-------- Trecho do documento
Para realizar esse tipo de globalização, a superpotência teria ressuscitado o discurso ideológico da velha Economia Política clássica inglesa, segundo a qual cada país deveria se especializar no que fizesse melhor para desenvolver seu comércio exterior. Com essa doutrina, a superpotência controlaria a moeda mundial, disporia dos principais bancos e do mais forte mercado de capitais, teria espalhado suas filiais, suas marcas e aspirações de consumo por todo o planeta, e consolidaria sua hegemonia.

 

Nesse contexto, as distâncias entre o centro e a periferia, assim como os gastos com armamentos, não seriam reduzidos. As soberanias nacionais e suas eventuais pretensões desenvolvimentistas não passariam de um sonho irrealizável, pois elas se atrofiariam ainda mais com o auxílio do discurso ambientalista radical, que ataca o progresso humano como um fator de destruição do mundo. Mesmo a vertente ambientalista não radical, com seu hipotético desenvolvimento sustentável, também deixaria implícita a necessidade de conter padrões de vida e ter um "xerife" mundial.

 

Em outras palavras, bem vistas as coisas, só haveria uma tendência e um discurso mundial. O pensamento único de Washington teria aplainado tudo. Como diriam nossos neoliberais, a exemplo de FHC, não há outra solução. Eis aonde nos levou a síndrome do manual na análise da globalização. Transformou críticos do neoliberalismo em seus contrários. Isto é, em arautos do pensamento único, ao desconsiderarem a profundidade da crise da superpotência, assim como a diversidade e multiplicidade dos fenômenos da globalização, que não estão saindo exatamente como a doutrina neoliberal da superpotência propugnava.
----------------
-------- Dados fornecidos
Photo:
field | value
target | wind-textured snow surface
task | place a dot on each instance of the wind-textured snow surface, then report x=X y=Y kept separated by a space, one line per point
----------------
- [Instruções das tarefas]:
1. Reescreva o texto sobre a globalização desde "Para realizar esse" até "consolidaria sua hegemonia.", trocando "superpotência" por "potência hegemônica".
2. Escreva a continuação do texto sobre a globalização, começando logo após a última frase apresentada.

- [Respostas do exercício]:
1.
Para realizar esse tipo de globalização, a potência hegemônica teria ressuscitado o discurso ideológico da velha Economia Política clássica inglesa, segundo a qual cada país deveria se especializar no que fizesse melhor para desenvolver seu comércio exterior. Com essa doutrina, a potência hegemônica controlaria a moeda mundial, disporia dos principais bancos e do mais forte mercado de capitais, teria espalhado suas filiais, suas marcas e aspirações de consumo por todo o planeta, e consolidaria sua hegemonia.

2.
O erro e a crise de idéias desses pensadores de esquerda residem justamente em não considerarem que o processo de transformação dos Estados Unidos em superpotência, e de suas empresas nacionais e multinacionais em transnacionais, conformando uma nova onda de globalização, resultou num processo extremamente complexo e contraditório, no qual o neoliberalismo foi apenas uma versão ideológica e política relacionada com os interesses das grandes corporações empresariais.

 

As corporações transnacionais, ao buscarem desesperadamente o aumento de sua taxa média de lucros, ou de suas margens de rentabilidade, e converterem o mundo em um espaço para a livre circulação das mercadorias, das empresas, dos capitais e, em certa medida, também da força de trabalho e das populações, acabaram gerando conseqüências que não estavam em seus planos ideológicos e políticos.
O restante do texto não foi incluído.